Down to the final line, return the records unchanged.

Stored records
= = = =

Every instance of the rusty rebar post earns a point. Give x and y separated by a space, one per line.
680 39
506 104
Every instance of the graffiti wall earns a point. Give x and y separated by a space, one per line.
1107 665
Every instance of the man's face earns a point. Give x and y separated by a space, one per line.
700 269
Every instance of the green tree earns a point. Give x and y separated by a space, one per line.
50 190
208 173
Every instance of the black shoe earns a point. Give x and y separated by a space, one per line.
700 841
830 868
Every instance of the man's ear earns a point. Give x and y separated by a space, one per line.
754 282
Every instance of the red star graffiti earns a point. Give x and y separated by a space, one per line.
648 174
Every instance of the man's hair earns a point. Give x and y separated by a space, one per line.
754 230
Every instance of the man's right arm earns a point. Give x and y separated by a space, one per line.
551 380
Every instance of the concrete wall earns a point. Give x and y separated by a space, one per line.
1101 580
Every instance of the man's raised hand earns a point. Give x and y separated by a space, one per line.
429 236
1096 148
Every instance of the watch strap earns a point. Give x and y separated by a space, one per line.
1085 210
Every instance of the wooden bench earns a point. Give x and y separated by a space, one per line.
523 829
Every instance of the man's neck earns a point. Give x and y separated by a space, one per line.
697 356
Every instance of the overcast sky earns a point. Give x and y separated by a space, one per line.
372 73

= = = =

- **TASK SOLUTION**:
Every instance of the rusty rebar post earns a point. Give x and y separated by a space, one per line.
680 39
506 104
Every instance of the graffiti wall earns a point. Give x and y separated by a space, one per line.
1107 665
Every instance of the man's face earns a point. Give x and y separated by a space, one per line.
700 269
Every instance of the green tree earns a point. Give x and y separated by a space, one per line.
50 190
208 173
Every instance of the black shoe earns a point. Give x and y separated by a space, one per line.
700 841
830 868
Every instance of the man's ear earns a point. Give x and y separated by a space, one per line.
754 282
Every instance of the red star graffiti earns a point. Give x and y separated by a space, one per line.
648 174
Every instance of the man's hair earns a point. Give x and y separated by a space, one per line.
754 230
Every instance of the man's right arm earns a point. Give x and y separated by a space, one per line.
551 380
Every instance of the concrete wall earns a point. Give x and y separated by a space, one per line.
1101 580
Every instance of the man's raised hand earns a point. Give x and y separated by a space, one per line.
429 236
1096 148
Every instance of the watch strap earns a point. Give x and y separated by a space, one per line.
1085 210
Every instance of the wooden bench earns a point. Give x and y separated by a space, one per line.
523 829
Every instance of the man's neck earns a point. Give x and y separated by a space, one per line.
697 356
Every instance of the overcast sky earns a point. Give x and y separated by a space, one per line.
372 73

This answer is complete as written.